** Records **
________________________________________

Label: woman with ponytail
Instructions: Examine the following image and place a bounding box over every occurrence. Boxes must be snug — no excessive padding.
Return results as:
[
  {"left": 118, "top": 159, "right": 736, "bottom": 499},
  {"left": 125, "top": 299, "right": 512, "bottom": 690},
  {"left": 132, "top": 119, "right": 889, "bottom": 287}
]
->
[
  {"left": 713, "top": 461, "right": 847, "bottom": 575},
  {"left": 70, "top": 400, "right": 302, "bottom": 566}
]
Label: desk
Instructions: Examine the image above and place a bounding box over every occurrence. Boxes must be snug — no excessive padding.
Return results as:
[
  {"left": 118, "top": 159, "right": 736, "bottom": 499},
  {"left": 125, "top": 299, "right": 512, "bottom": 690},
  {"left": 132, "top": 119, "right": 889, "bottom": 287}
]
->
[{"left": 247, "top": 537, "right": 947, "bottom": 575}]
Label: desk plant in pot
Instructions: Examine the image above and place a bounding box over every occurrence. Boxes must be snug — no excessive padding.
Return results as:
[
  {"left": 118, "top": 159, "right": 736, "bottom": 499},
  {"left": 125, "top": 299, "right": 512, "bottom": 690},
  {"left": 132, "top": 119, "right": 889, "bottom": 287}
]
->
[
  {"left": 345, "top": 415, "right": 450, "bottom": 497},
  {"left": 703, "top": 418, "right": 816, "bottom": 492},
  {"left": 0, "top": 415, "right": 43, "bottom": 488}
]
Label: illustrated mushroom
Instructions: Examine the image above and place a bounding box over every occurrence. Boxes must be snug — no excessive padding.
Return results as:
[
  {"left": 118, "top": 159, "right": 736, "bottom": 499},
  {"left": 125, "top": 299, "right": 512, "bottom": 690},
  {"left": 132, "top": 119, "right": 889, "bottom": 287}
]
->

________________________________________

** What to do **
Put every line of the listing above into a Markdown table with two columns, Row and Listing line, numbering the rows and leaving out any blank lines.

** Correct result **
| Row | Listing line |
|---|---|
| 1 | Label: woman with ponytail |
| 2 | Instructions: Examine the following image and place a bounding box over every occurrence. Boxes must be snug — no excessive padding. |
| 3 | Return results as: |
| 4 | [ |
| 5 |   {"left": 118, "top": 159, "right": 736, "bottom": 499}, |
| 6 |   {"left": 125, "top": 299, "right": 512, "bottom": 690}, |
| 7 |   {"left": 132, "top": 119, "right": 889, "bottom": 287} |
| 8 | ] |
| 9 | -> |
| 10 | [ |
| 11 |   {"left": 713, "top": 461, "right": 847, "bottom": 575}, |
| 12 |   {"left": 70, "top": 400, "right": 302, "bottom": 566} |
| 13 | ] |
| 14 | Label: desk |
| 15 | Instructions: Examine the image above and place a bounding box over every occurrence. Boxes must be snug — no excessive padding. |
| 16 | Return results as: |
| 17 | [ |
| 18 |   {"left": 118, "top": 159, "right": 736, "bottom": 499}, |
| 19 |   {"left": 125, "top": 299, "right": 512, "bottom": 690}, |
| 20 |   {"left": 132, "top": 119, "right": 889, "bottom": 287} |
| 21 | ] |
| 22 | -> |
| 23 | [{"left": 247, "top": 537, "right": 947, "bottom": 575}] |
| 24 | Label: desk plant in pot |
| 25 | Instructions: Examine the image above and place a bounding box over every occurrence. Boxes must be snug — no excessive padding. |
| 26 | Return results as: |
| 27 | [ |
| 28 |   {"left": 118, "top": 159, "right": 736, "bottom": 499}, |
| 29 |   {"left": 125, "top": 299, "right": 512, "bottom": 690}, |
| 30 |   {"left": 132, "top": 119, "right": 889, "bottom": 287} |
| 31 | ] |
| 32 | -> |
| 33 | [ |
| 34 |   {"left": 345, "top": 415, "right": 450, "bottom": 497}, |
| 35 |   {"left": 703, "top": 418, "right": 816, "bottom": 492}, |
| 36 |   {"left": 0, "top": 415, "right": 43, "bottom": 488} |
| 37 | ] |
| 38 | Label: illustrated mushroom |
| 39 | Instructions: Examine the image above and place a bounding box over every occurrence. Boxes must be snug — no excessive padding. |
| 40 | Return results as: |
| 41 | [ |
| 42 |   {"left": 118, "top": 159, "right": 736, "bottom": 499}, |
| 43 |   {"left": 125, "top": 299, "right": 512, "bottom": 690}, |
| 44 |   {"left": 132, "top": 119, "right": 889, "bottom": 287} |
| 45 | ] |
| 46 | -> |